PAGE:
______
Arab and Israeli women use creativity to work toward a just peace


Sindyanna of Galilee bridges cultural divides with Fair Trade products

February 15, 2022

Sindyanna children were asked to illustrate ideas of optimism, togetherness and hope. Speaking two different languages, the children created instant bridges between the two cultures. (Photo by Yoram Ron)

Working for a just peace in Israel-Palestine can’t be left only to the governments, or even the diplomats. Sindyanna of Galilee, a Presbyterian Mission Agency global partner and grassroots group of Arab and Jewish women, is working together to share its vision of peaceful co-existence in the region.

“Here at Sindyanna we still believe that hope and collaboration defeat racism and hatred,” said Hadas Lahav, Sindyanna’s CEO. “This is why, now more than ever, we are promoting our story of a Fair Trade, women-led organization where Arabs and Jews work together towards economic justice and a better future.”

Created in 1996, Sindyanna of Galilee is the only certified Fair Trade olive oil producer in Israel that operates among the country’s Arab population, providing both functional expertise and a practical approach to build capabilities and deliver impact. The work is focused on bridging cultural divides, encouraging sustainable agriculture and supporting organic farming.

The group’s list of fair-trade products includes organic and extra virgin olive oils, spice mixes, carob syrup, almonds, honey, olive oil soaps and various traditional handicrafts. Za’atar is a mixture of dried za’atar leaves, sesame seeds, sumac, olive oil and sea salt used for seasoning.
______
DATA SHOWN:
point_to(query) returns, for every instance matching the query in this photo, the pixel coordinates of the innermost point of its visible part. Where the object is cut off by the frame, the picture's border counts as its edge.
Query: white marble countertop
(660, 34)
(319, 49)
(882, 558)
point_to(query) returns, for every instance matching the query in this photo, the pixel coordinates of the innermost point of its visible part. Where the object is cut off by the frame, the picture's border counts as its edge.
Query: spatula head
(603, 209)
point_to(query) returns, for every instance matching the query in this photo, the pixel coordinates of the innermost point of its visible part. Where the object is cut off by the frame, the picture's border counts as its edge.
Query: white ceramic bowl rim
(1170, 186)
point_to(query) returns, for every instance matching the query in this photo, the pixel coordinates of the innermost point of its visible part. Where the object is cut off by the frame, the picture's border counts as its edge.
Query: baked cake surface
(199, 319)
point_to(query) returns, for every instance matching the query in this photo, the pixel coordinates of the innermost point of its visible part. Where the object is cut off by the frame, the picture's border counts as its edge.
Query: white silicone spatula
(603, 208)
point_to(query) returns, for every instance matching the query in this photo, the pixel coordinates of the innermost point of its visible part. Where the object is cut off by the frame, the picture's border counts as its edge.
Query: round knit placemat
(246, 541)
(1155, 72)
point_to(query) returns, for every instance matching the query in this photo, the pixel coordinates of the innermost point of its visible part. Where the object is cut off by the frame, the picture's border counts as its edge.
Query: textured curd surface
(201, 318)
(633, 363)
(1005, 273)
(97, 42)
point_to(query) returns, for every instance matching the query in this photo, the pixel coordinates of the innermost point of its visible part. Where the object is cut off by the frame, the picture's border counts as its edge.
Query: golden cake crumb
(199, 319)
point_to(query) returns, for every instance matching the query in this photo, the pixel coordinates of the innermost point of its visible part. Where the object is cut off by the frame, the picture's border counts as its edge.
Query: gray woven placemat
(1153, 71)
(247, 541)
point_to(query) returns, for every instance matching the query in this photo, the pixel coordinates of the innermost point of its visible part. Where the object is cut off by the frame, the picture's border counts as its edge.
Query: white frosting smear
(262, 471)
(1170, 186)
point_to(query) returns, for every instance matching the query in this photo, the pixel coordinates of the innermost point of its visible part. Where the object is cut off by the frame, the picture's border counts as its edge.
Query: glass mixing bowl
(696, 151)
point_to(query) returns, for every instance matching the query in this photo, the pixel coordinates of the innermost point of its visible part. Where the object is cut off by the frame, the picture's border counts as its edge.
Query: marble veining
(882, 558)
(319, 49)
______
PROBLEMS:
1) In what year was Sindyanna of Galilee created, according to the Sindyanna of Galilee page?
2) Count the lines of the records that contain the string "cake", with case counting, and give only the number.
The Sindyanna of Galilee page and the records have nothing to do with each other.

EXPECTED RESPONSES:
1) 1996

2) 2